To do:
A – Copy out a passage from the C# string-splitting thread, starting with "and so on..." and going on through "Application for instance.".
B – Answer these questions about the C# string-splitting thread:
(i) Into how many parts does the asker need to split the string?
(ii) In the first reply, what would "\" itself become when '\' is used as the escape character?
(iii) Which namespace does the full regex example bring in with a using directive?
C – Extend the C# string-splitting thread from the point where it stops.
## Start Selected passage
Split String using delimiter that exists in the string - c#

I have a problem and I am wondering if there is any smart workaround.
I need to pass a string through a socket to a web application. This string has three parts and I use the '|' as a delimiter to split at the receiving application into the three separate parts.
The problem is that the '|' character can be a character in any of the 3 separate strings and when this occurs the whole splitting action distorts the strings.
My question therefore is this:
Is there a way to use a char/string as a delimiter in some text while this char/string itself might be in the text?

The general pattern is to escape the delimiter character. E.g. when '|' is the delimiter, you could use "||" whenever you need the character itself inside a string (might be difficult if you allow empty strings) or you could use something like '\' as the escape character so that '|' becomes "\|" and "\" itself would be "\\"

The matter here is that given the following string:
string toParse = "What|do you|want|to|say|?";
It can be parsed in many several ways:
"What
do you
want|to|say|?"
or
"What|do you
want
to|say|?"
and so on...
You can define rules to parse your string, but coding it will be hard, and it will seem counter intuitive to the final user.
The string must contains an escape character that indicates that the symbol "|" is wanted, not the separator.
This could be for example "\|".
Here a full example using regex:
using System.Text.RegularExpressions;
//... Put this in the main method of a Console Application for instance.
## End Selected passage
## Start Provided records
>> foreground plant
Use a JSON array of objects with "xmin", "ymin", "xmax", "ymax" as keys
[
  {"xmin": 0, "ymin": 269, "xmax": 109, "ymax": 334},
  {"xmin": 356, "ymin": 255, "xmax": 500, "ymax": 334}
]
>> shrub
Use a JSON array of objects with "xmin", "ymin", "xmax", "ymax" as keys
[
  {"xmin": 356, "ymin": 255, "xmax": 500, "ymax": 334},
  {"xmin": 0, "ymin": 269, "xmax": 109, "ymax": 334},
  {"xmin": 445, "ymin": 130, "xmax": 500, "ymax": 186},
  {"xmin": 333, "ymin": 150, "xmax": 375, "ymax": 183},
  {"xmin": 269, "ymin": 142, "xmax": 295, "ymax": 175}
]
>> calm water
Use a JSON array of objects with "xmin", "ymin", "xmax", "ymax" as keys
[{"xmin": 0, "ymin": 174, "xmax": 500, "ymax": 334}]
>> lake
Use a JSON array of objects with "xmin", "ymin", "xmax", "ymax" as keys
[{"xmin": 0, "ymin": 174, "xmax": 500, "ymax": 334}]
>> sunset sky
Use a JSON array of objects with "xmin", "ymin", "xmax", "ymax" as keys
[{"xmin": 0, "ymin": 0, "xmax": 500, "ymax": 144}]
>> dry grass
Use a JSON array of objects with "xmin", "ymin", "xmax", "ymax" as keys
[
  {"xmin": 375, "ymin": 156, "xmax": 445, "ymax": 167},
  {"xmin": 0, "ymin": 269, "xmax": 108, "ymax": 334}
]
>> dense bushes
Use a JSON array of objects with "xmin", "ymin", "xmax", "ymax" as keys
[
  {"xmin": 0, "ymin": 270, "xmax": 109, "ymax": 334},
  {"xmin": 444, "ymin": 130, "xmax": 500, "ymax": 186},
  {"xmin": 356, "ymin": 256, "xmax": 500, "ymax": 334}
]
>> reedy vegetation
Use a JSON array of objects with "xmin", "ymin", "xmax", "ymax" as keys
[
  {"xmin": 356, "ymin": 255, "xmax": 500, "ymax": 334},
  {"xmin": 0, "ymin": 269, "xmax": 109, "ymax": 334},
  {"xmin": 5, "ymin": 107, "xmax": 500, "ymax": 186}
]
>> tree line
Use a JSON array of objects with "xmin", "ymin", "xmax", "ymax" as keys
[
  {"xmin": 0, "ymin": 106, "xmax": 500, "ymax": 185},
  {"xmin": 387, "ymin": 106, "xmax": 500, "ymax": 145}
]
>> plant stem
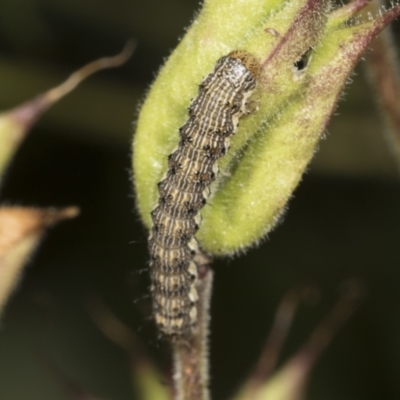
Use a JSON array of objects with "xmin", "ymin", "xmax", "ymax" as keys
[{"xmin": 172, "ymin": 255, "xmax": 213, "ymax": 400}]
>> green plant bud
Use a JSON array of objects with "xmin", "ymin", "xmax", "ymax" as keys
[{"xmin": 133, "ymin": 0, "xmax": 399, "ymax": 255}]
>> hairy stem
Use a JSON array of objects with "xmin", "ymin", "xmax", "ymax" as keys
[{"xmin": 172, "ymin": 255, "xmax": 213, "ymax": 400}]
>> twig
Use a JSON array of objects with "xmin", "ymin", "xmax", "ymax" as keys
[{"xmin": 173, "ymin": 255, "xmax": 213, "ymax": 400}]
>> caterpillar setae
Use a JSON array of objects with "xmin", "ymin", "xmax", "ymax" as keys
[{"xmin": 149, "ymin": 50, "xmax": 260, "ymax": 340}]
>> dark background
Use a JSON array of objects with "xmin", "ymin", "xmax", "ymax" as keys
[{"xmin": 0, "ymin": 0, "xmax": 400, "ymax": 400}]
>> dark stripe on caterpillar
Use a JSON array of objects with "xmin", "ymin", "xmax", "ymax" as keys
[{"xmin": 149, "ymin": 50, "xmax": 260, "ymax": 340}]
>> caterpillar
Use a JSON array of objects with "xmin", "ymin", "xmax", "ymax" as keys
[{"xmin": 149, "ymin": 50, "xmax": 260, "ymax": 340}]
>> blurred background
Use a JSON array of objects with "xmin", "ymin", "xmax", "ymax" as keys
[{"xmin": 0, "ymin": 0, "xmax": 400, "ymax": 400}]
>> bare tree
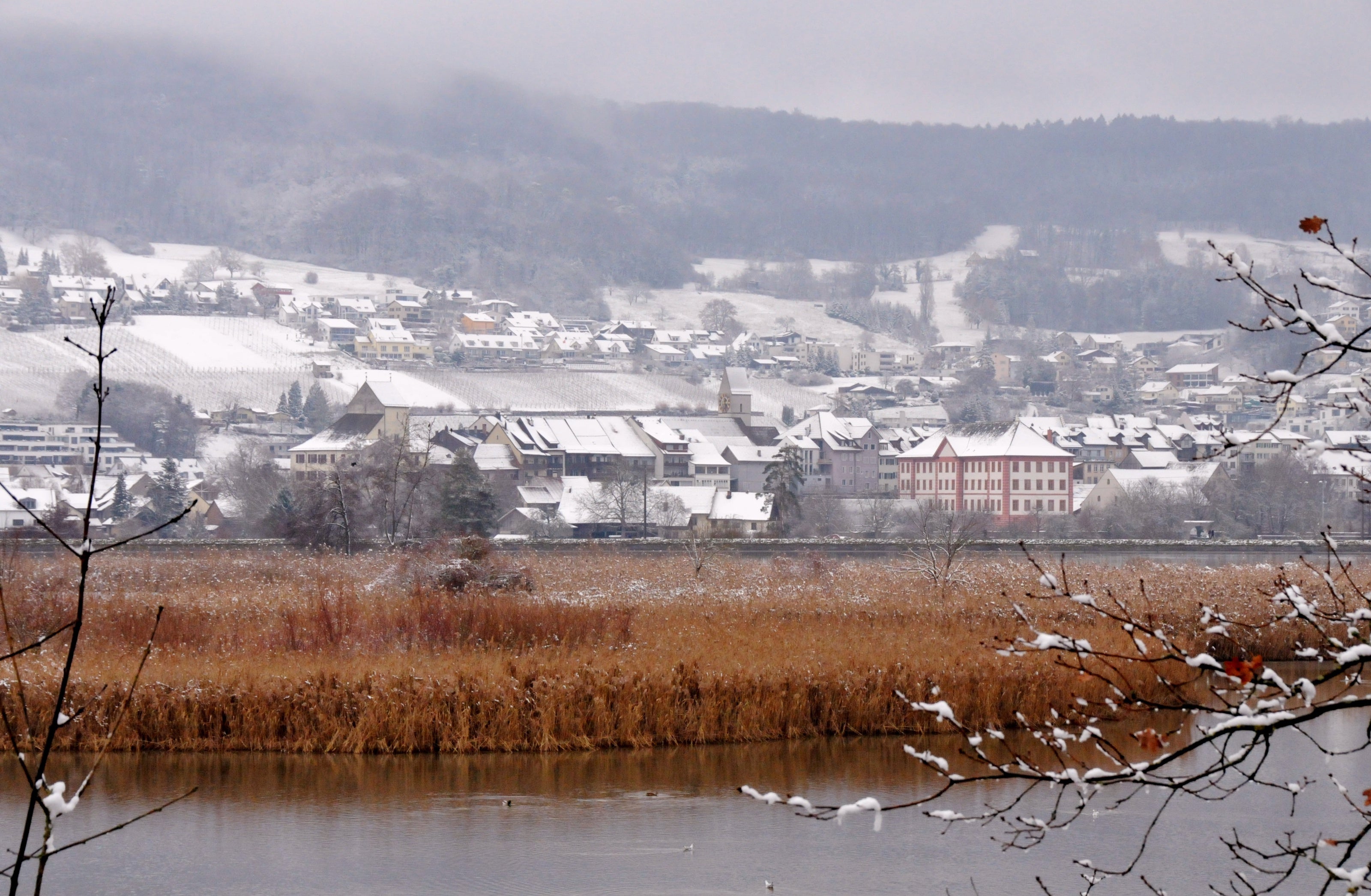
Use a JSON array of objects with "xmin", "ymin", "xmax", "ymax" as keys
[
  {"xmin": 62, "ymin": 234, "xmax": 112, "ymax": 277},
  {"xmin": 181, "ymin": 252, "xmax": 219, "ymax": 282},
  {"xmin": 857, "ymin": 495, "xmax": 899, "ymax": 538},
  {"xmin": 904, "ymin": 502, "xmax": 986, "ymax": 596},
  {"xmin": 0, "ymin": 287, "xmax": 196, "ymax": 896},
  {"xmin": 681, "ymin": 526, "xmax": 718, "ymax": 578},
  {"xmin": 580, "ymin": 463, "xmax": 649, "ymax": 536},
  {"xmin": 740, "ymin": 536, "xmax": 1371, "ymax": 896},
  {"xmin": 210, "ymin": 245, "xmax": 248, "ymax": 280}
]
## End Provided records
## Start Provided records
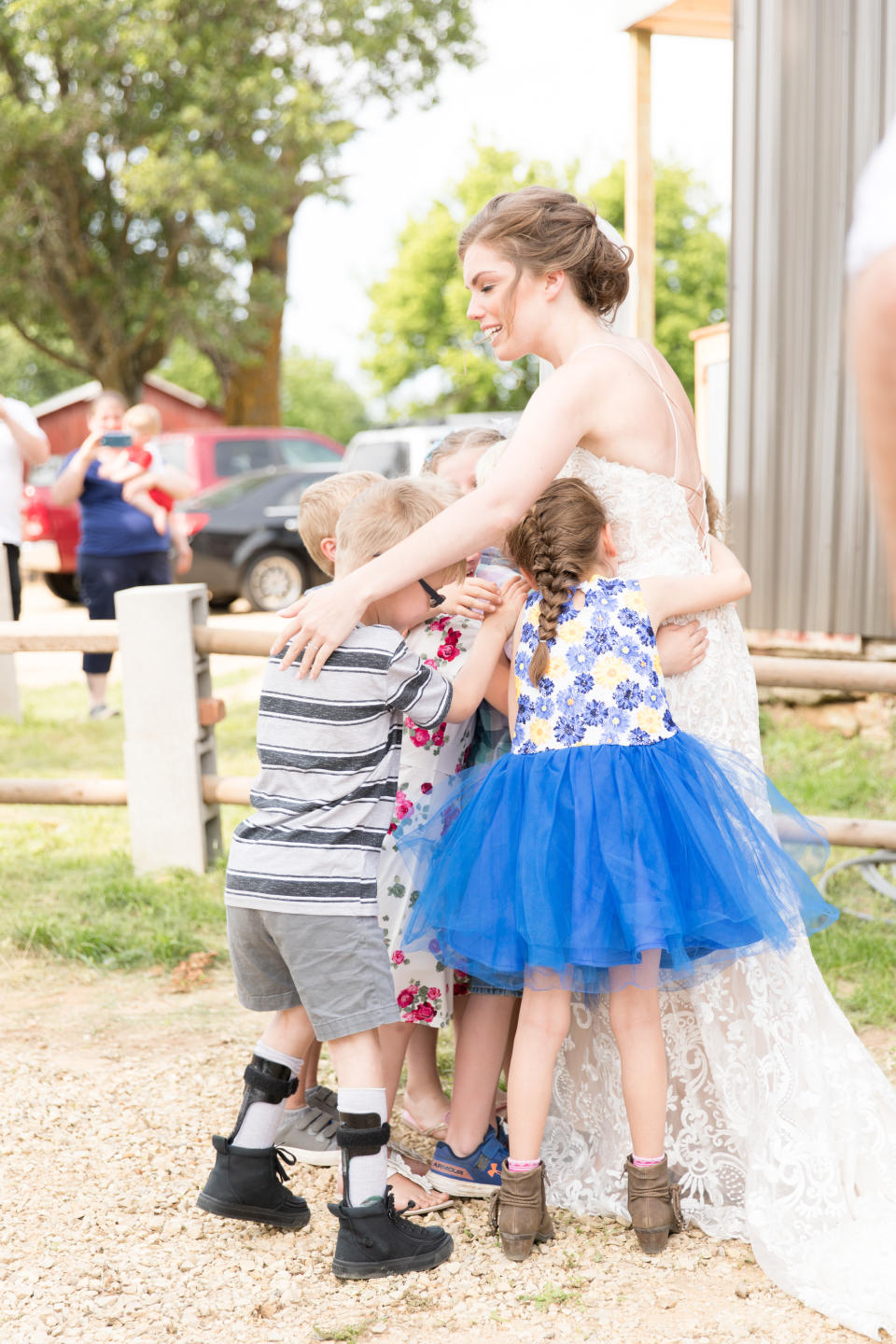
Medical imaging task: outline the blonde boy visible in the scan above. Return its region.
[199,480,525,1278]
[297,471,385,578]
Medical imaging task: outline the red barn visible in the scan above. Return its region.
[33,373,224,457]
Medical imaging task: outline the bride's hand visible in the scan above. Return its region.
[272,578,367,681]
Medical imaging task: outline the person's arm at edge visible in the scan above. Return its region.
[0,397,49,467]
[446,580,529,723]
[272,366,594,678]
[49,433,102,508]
## End Provided records
Final results:
A –
and so on...
You can define rules to parse your string, but coding it will be hard, and it will seem counter intuitive to the final user.
The string must contains an escape character that indicates that the symbol "|" is wanted, not the separator.
This could be for example "\|".
Here a full example using regex:
using System.Text.RegularExpressions;
//... Put this in the main method of a Console Application for instance.

B –
(i) Three
(ii) "\\"
(iii) System.Text.RegularExpressions

C –
// The '#' character before the strings are to specify "raw" strings, where escape characters '\' are not escaped
Regex reg = new Regex(#"^((?<string1>([^\|]|\\\|)+)\|)((?<string2>([^\|]|\\\|)+)\|)(?<string3>([^\|]|\\\|)+)$");
string toTest = #"user\|dureuill|deserves|an\|upvote";
MatchCollection matches = reg.Matches(toTest);
if (matches.Count != 1)
{
throw new FormatException("Bad formatted pattern.");
}
Match match = matches[0];
string string1 = match.Groups["string1"].Value.Replace(#"\|", "|");
string string2 = match.Groups["string2"].Value.Replace(#"\|", "|");
string string3 = match.Groups["string3"].Value.Replace(#"\|", "|");
Console.WriteLine(string1);
Console.WriteLine(string2);
Console.WriteLine(string3);
Console.ReadKey();

Is there a way to use a char/string as a delimiter in some text while
this char/string itself might be in the text?
Simple answer: No.
This is of course when the string/delimiter is exactly the same, without doing modifications to the text.
There are of course possible workarounds. One possible solution is that you might want to have a minimum/fixed width between delimiters, this is not perfect however.
Another possible solution is to select a delimiter (sequence of characters) that will never occur together in your text. This requires you to change the source and consumer.
When I need to use delimiters I normally select a delimiter that I am 99.9% sure will never occur in normal text, the delimiter may vary depending on what kind of text that I expect.
Here's a quote from Wikipedia:
Because delimiter collision is a very common problem, various methods
for avoiding it have been invented. Some authors may attempt to avoid
the problem by choosing a delimiter character (or sequence of
characters) that is not likely to appear in the data stream itself.
This ad-hoc approach may be suitable, but it necessarily depends on a
correct guess of what will appear in the data stream, and offers no
security against malicious collisions. Other, more formal conventions
are therefore applied as well.
Just a side note to your use-case, why not use a protocol for the data that is sent? Such as protobuf?

Maybe it is useful to HTMLEncode and HTMLDecode your strings first and then attach them together with your delimiter.

I think you either
1)Find a character or set of characters together that would never appear in the string
or
2)Use fixed length strings and pad.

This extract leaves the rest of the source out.